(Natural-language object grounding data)
.....

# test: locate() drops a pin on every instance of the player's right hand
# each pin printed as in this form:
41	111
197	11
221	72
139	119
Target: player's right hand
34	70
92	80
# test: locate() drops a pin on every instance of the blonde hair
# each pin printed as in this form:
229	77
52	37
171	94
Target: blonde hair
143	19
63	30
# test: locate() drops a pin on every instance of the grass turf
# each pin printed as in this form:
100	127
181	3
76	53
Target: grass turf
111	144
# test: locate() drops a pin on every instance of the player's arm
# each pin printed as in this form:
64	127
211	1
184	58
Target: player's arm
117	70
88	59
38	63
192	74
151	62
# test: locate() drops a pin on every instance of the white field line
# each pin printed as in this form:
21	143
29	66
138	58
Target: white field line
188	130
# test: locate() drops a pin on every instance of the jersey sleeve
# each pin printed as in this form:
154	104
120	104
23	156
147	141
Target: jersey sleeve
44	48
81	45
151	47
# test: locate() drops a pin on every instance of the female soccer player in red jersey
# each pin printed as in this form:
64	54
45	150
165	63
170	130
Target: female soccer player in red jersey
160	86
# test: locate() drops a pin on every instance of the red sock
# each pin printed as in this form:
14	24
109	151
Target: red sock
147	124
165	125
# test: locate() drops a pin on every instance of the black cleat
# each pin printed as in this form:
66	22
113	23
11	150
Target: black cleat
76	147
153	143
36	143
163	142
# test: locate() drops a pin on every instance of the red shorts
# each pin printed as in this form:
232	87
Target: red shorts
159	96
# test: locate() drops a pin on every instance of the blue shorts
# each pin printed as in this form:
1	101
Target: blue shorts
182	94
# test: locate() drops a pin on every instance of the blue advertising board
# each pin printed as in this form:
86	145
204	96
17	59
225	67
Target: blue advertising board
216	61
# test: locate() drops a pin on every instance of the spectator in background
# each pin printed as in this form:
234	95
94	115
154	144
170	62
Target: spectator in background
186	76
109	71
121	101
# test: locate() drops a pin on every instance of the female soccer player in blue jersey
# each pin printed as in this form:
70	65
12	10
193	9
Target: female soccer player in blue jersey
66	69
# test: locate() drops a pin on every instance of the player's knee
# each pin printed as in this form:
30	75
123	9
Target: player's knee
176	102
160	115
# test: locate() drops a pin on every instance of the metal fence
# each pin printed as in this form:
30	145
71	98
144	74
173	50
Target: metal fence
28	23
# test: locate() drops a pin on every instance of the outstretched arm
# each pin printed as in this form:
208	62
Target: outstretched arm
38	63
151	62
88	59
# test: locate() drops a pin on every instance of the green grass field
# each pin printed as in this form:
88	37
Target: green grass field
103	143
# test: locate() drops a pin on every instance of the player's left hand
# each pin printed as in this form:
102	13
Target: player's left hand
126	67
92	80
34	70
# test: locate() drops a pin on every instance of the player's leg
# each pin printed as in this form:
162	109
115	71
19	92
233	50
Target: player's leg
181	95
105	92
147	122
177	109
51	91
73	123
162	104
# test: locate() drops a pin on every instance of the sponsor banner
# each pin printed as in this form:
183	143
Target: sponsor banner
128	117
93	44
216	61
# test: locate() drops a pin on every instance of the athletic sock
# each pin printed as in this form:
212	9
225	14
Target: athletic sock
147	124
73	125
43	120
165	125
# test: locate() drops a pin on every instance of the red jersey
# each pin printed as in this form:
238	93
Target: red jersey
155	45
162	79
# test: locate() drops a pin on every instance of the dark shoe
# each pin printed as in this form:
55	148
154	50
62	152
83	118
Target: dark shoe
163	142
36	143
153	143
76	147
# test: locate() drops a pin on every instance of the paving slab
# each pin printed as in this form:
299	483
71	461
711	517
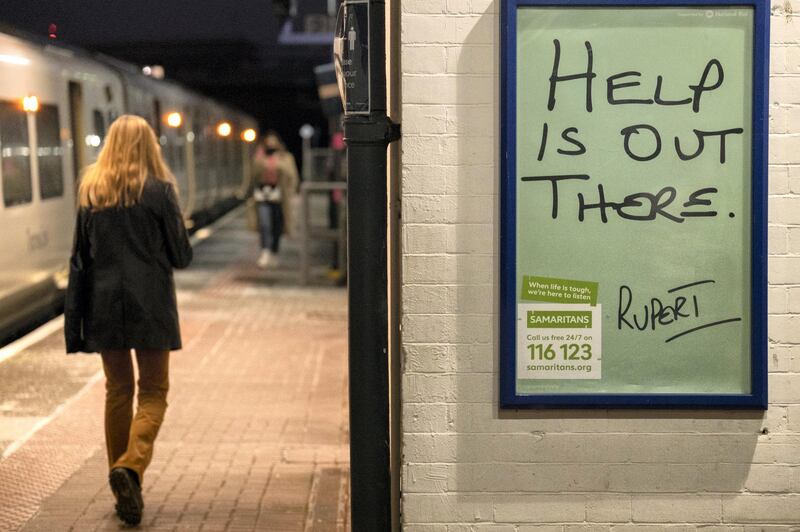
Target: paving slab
255	436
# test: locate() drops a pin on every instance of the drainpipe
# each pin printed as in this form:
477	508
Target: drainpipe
368	135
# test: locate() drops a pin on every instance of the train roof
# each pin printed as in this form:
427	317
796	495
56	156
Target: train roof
123	67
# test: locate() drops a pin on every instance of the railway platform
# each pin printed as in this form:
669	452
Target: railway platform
256	432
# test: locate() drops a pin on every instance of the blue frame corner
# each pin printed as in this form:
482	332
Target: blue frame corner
757	399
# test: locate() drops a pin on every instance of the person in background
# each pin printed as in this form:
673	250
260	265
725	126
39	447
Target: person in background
275	180
129	235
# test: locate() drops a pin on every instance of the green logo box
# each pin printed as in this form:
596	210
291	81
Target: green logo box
553	290
559	319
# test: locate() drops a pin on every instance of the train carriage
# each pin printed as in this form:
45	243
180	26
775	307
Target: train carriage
56	104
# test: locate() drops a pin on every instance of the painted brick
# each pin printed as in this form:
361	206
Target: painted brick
426	120
690	507
762	508
535	508
424	60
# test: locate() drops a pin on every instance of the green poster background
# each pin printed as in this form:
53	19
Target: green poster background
649	257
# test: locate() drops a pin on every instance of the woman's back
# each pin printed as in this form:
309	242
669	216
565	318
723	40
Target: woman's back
129	235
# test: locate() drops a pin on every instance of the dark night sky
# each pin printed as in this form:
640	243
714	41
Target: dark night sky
224	48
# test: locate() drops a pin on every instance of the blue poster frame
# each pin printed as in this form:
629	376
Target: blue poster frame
757	398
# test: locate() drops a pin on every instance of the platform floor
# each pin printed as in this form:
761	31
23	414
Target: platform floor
256	433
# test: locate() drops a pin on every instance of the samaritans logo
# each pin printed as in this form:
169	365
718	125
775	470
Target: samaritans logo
574	319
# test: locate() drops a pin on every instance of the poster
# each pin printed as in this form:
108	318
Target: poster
633	205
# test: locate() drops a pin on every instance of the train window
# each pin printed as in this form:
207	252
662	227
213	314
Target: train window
99	124
15	155
49	152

.....

ASSIGNMENT - Give back the full data exactly as it reads, but drop the pictures.

REPLY TO THE EXERCISE -
# test: locate() drops a pin on every instance of the player's right hand
# each pin printed as in this form:
41	111
197	11
221	72
139	119
Target: player's right hand
34	70
92	80
# test: locate() drops a pin on every instance of the blonde hair
# each pin printed as in this form:
229	77
52	37
171	94
Target: blonde hair
143	19
63	30
# test: locate() drops a pin on every instance of the grass turf
# each pin printed as in this form:
100	127
181	3
76	53
Target: grass turf
111	144
# test: locate() drops a pin on every instance of the player's arm
# each pin printed as in this form:
64	127
211	1
184	58
Target: player's arm
117	70
88	59
38	63
192	74
151	62
# test: locate() drops a pin on every instance of the white field line
# each pin printed as in this form:
21	143
29	66
138	58
Target: white field line
188	130
# test: locate() drops a pin on every instance of the jersey sleeve
# each pin printed as in this form:
154	104
120	104
23	156
147	141
Target: jersey sleeve
44	48
81	45
151	47
# test: locate() drops a pin on every instance of the female soccer player in red jersey
# each pin printed as in this form:
64	54
45	150
165	63
170	130
Target: female soccer player in red jersey
160	86
# test: locate() drops a pin on every instance of the red sock
# each pin printed as in this form:
14	24
109	151
Target: red sock
147	124
165	125
# test: locate() drops a pin on every instance of the black cleat
# each pin printed as in this form:
66	22
113	23
11	150
Target: black cleat
76	147
153	143
36	143
163	142
# test: locate() drops a pin on every instance of the red shorts
# each pin printed as in this form:
232	87
Target: red shorts
159	96
# test: locate() drops a pin on every instance of the blue shorts
# each pin printed as in this form:
1	101
Target: blue shorts
182	94
# test: locate() drops a pin on every instance of the blue advertising board
# each pin printed as in this form:
86	145
204	96
17	59
225	67
Target: blue advertising board
216	61
# test: locate() drops a pin on every instance of the spectator in background
# each pin printed as in this form:
234	95
94	115
154	144
170	62
Target: spectator in background
186	76
109	71
121	101
# test: locate() drops a pin on every instance of the female soccer player in blue jersey
# each pin printed as in this form:
70	65
12	10
193	9
Target: female soccer player in blue jersey
66	69
# test: locate() drops a pin on every instance of the player's knee
# each pin printed as in this form:
30	75
123	9
Target: player's knee
176	102
160	115
# test: locate() drops a pin on every instance of the metal fence
# each pin printed as in this form:
30	145
71	98
144	74
173	50
Target: metal fence
28	23
# test: locate() drops a pin on every instance of the outstretched arm
# each pin printed as in this form:
208	62
Target: outstretched arm
38	63
151	62
88	59
# test: locate() drops a pin on every instance of the green grass field
# each pin printed as in this form:
88	37
Target: green grass field
103	143
# test: locate() drops a pin on every instance of the player's left hand
# each pin printed as in this form:
102	13
Target: player's left hand
126	67
92	80
34	70
# test: locate() drops a pin on every instance of the player's leg
# each pin printed as in this form:
162	109
115	71
19	92
233	50
Target: player's leg
181	95
105	92
147	122
177	109
51	91
73	123
162	104
# test: locate() drops a pin on every instance of the sponsor banner
# each pin printed as in this form:
183	143
Target: sponsor banner
128	117
93	44
216	61
# test: locate() drops a pin on every instance of the athletic sock
# each pin printed as in this form:
212	9
225	14
Target: athletic sock
147	124
73	125
43	120
165	125
# test: locate() drops a pin on every instance of the red jersey
# each pin printed as in this form:
238	93
Target: red jersey
155	45
162	79
# test: locate() drops a pin on every instance of the dark shoe
# each pin printed as in this form:
55	148
154	50
62	152
83	118
Target: dark shoe
163	142
36	143
153	143
76	147
# test: locate() drops a pin on every instance of the paving slab
# each pin printed as in this form:
299	483
71	461
711	517
Target: paving slab
255	436
# test: locate() drops a pin on every instance of the drainpipe
# each pin printed as in this form:
477	508
Target: drainpipe
368	135
# test: locate() drops a pin on every instance of the train roof
# each pin printed as in this form:
427	317
796	495
56	156
Target: train roof
123	67
# test: locate() drops a pin on every instance of the railway platform
# each pin printed as in this form:
669	452
Target: railway platform
256	432
# test: locate() drops a pin on every instance of the blue frame corner
# each pin printed as in this form:
482	332
Target: blue frame corner
757	399
# test: locate() drops a pin on every instance of the person in background
# each pin printed as in this form:
673	250
260	265
725	126
39	447
Target: person in background
275	180
129	235
# test: locate() drops a pin on every instance of the green logo box
# each pin printed as in this form:
596	210
291	81
Target: green logo box
553	290
559	319
# test: locate() drops a pin on every instance of the train carriage
# each pin printed as in this form:
45	243
180	26
775	307
Target: train carriage
56	104
# test: locate() drops a pin on every instance of the painted brick
# each pin printed as in this form:
361	206
Target: painted brick
426	120
690	507
762	508
535	508
424	60
# test: locate() drops a pin on every instance of the green poster background
# each pin printed as in this form:
53	19
Target: green poster background
649	257
# test: locate() drops a pin on every instance of the woman's back
# each pin printed as in this form:
309	242
669	216
565	318
723	40
Target: woman's back
129	235
# test: locate() drops a pin on every instance of the dark night sky
# each pin printed as in this form:
640	243
714	41
Target: dark night sky
224	48
# test: locate() drops a pin on every instance of the blue poster frame
# each pin printed as in this form:
629	376
Target: blue poster frame
757	398
# test: locate() drops a pin on every instance of the platform floor
# each pin printed as in this form:
761	31
23	414
Target: platform floor
256	433
# test: locate() drops a pin on every instance of the samaritans logo
# each pin printed as in this form:
169	365
718	125
775	470
Target: samaritans logo
574	319
# test: locate() drops a pin on every instance of the poster
# each pin printed as in this form:
108	318
Target: poster
633	205
# test: locate() drops a pin on every instance of the train window
# each pin printed as in this form:
207	252
662	227
213	314
Target: train window
99	124
15	155
49	152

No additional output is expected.